■ WHAT YOU HAVE TO DO ■
Identify each line in the records below that contains the word "pink", and copy those lines out in full.

Position annotation records:
━━━━━━━━━━━━━━━━━━━━
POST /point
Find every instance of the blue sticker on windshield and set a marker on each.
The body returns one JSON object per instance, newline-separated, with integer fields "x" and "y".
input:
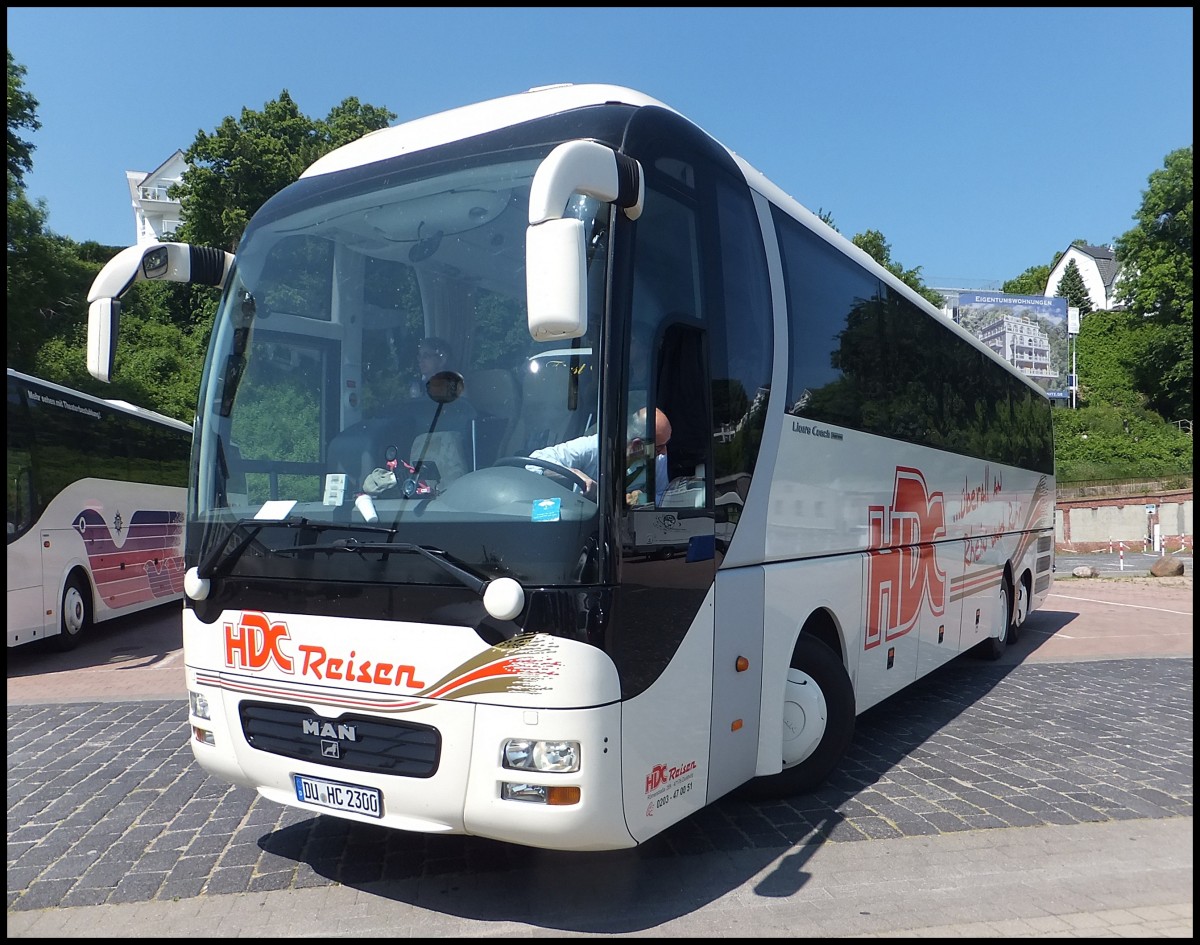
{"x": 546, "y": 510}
━━━━━━━━━━━━━━━━━━━━
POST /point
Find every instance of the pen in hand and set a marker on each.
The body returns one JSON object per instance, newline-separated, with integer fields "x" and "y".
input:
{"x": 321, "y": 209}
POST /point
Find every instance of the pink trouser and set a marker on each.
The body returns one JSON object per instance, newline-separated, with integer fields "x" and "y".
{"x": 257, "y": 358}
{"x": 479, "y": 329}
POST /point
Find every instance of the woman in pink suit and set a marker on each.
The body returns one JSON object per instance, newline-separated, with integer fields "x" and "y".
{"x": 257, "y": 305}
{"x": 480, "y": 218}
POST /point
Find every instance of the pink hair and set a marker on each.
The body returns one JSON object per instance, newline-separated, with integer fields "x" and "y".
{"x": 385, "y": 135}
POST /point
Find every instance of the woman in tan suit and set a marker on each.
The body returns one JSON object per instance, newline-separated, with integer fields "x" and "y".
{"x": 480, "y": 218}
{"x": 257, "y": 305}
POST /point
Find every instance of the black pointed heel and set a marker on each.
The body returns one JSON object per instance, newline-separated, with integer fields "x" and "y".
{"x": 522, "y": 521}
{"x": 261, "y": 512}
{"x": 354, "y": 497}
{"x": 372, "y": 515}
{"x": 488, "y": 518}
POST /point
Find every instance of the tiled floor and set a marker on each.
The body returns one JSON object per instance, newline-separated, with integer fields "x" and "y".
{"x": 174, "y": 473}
━━━━━━━━━━━━━━━━━━━━
■ TASK RESULT ■
Find every instance of the pink trouser and set a marker on each.
Find every instance of the woman in pink suit and set a marker on each.
Find every instance of the pink hair and set a marker on each.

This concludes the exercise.